Assignment:
This exercise calls for every line of the listing below that contains the word "bench".

Provided data:
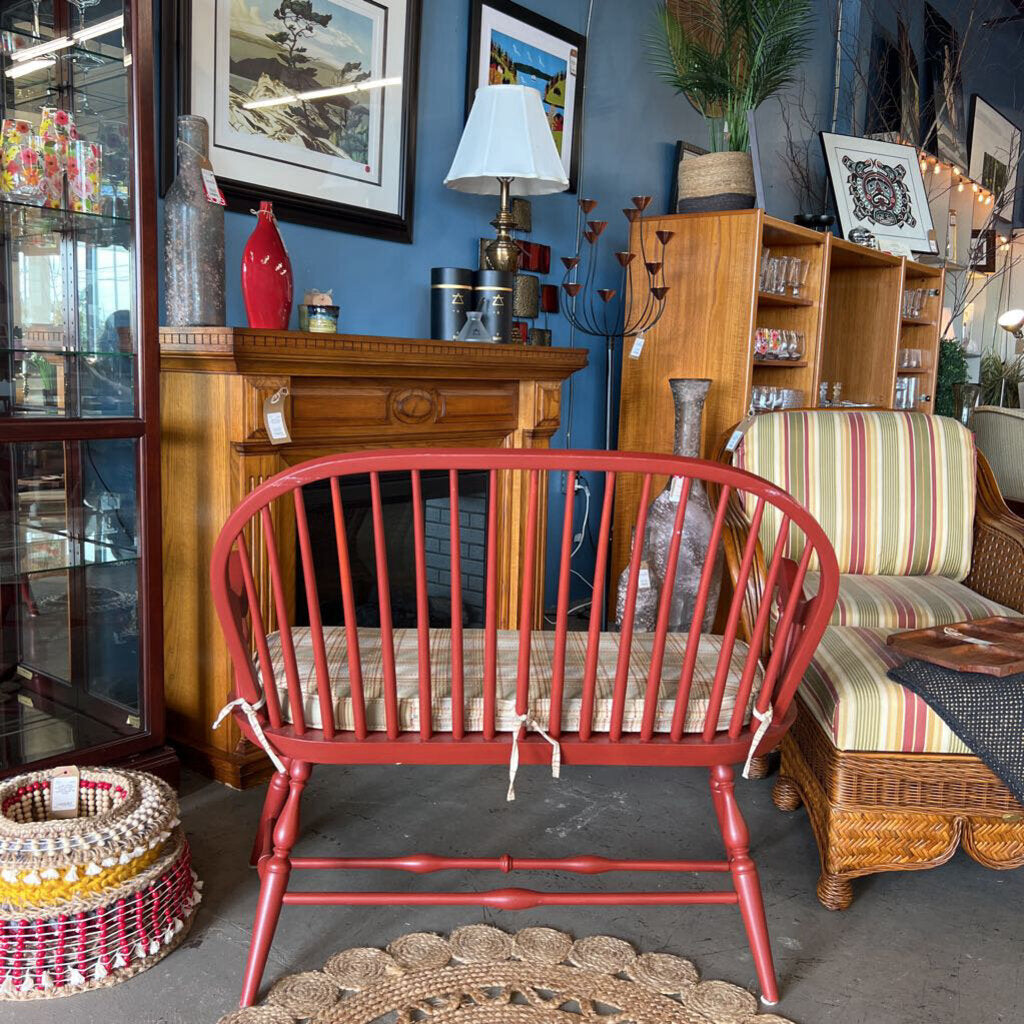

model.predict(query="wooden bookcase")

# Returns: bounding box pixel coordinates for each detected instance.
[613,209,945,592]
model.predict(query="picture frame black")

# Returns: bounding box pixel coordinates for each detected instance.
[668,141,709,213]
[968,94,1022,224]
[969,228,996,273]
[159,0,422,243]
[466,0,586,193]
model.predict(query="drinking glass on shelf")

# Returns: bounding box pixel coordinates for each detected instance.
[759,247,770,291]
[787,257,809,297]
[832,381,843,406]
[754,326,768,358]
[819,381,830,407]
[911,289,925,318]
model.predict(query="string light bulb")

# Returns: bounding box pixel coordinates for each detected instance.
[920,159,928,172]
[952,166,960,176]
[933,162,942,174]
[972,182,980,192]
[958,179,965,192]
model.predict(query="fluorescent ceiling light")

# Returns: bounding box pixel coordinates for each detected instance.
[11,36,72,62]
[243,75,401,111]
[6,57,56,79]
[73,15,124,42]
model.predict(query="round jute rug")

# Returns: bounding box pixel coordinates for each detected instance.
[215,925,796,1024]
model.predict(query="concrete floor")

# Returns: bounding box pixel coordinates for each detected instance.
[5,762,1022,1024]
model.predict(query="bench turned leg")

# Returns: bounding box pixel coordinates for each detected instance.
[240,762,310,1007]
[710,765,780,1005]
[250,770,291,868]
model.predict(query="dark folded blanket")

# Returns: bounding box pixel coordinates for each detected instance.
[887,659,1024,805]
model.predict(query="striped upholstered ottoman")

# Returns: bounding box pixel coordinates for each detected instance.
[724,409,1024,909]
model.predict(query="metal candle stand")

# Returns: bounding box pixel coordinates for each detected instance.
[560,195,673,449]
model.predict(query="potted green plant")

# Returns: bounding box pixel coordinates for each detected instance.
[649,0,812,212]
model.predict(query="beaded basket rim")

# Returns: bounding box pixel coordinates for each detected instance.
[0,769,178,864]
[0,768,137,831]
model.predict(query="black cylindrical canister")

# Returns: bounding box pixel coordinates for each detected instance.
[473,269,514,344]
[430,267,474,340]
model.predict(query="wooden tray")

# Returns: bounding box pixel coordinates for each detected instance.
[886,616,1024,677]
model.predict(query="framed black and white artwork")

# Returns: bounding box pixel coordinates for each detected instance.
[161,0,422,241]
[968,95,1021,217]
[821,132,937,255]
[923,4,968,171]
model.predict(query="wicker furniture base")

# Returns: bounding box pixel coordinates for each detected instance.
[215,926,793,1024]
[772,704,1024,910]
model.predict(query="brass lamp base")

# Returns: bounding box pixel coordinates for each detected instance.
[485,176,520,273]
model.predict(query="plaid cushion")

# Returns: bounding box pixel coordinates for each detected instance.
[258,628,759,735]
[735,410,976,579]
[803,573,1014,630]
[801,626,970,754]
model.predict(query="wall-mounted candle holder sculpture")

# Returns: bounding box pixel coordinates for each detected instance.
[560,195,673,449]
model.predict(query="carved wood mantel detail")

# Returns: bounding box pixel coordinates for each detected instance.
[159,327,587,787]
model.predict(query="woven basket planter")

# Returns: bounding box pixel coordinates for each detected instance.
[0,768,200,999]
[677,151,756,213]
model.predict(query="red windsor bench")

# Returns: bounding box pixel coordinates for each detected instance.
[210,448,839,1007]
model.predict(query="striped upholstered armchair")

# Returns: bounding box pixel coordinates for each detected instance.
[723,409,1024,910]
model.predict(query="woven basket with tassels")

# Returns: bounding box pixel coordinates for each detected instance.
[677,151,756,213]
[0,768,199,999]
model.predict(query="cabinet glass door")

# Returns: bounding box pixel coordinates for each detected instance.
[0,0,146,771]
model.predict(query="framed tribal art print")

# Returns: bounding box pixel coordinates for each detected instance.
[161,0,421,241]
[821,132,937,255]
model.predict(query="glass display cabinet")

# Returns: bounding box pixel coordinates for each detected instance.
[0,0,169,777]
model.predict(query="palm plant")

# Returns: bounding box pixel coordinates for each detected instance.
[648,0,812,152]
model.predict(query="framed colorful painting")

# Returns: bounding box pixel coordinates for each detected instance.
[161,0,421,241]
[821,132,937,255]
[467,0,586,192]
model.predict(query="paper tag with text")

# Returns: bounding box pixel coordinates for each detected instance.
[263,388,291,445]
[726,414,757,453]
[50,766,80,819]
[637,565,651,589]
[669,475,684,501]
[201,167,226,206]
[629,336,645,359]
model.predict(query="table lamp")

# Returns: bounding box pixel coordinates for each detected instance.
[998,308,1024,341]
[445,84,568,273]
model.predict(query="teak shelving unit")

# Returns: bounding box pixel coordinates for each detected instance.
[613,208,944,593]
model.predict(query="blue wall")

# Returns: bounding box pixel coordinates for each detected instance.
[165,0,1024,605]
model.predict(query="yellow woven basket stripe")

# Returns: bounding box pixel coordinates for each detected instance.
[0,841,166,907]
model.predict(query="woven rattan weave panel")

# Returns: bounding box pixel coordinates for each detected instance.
---
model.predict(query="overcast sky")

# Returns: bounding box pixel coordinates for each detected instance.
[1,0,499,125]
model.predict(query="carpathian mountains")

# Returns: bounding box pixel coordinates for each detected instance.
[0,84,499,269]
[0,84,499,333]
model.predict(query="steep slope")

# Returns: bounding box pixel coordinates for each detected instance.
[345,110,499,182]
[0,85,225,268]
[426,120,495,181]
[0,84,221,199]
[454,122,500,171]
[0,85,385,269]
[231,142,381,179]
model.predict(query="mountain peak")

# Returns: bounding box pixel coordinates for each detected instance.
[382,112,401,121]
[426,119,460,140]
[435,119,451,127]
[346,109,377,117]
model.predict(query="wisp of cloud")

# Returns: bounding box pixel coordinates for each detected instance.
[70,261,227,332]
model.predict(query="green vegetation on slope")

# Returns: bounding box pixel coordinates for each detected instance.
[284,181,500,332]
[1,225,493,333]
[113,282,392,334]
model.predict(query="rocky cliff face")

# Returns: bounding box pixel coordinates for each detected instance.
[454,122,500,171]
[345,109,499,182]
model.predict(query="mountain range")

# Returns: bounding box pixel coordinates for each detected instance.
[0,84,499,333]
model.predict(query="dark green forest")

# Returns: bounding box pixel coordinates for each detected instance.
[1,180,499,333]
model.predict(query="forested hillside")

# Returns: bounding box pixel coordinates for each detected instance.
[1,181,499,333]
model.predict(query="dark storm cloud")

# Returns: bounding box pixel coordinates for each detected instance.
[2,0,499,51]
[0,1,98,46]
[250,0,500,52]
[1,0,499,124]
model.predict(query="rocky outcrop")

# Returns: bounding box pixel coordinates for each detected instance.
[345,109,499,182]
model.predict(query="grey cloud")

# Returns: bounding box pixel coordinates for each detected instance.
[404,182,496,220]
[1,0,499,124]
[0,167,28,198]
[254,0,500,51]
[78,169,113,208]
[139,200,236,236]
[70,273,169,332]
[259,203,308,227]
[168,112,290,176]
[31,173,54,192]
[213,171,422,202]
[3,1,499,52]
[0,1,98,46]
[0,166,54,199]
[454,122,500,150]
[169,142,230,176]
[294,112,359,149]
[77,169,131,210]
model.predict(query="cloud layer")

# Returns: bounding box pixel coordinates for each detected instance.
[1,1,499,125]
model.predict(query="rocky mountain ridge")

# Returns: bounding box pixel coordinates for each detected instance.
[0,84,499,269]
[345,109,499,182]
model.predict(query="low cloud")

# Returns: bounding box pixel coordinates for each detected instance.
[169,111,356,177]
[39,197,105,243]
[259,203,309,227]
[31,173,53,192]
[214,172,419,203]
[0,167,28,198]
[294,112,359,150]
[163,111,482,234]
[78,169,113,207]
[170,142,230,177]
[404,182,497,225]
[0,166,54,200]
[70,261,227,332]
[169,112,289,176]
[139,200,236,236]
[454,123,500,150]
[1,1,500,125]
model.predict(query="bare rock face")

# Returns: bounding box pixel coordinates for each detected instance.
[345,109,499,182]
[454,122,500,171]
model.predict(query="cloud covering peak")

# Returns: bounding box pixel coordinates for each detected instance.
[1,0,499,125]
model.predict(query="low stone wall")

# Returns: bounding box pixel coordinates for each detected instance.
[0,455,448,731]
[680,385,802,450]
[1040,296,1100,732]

Response to this exercise:
model.predict(query="bench turned leg")
model.predict(query="red windsor bench")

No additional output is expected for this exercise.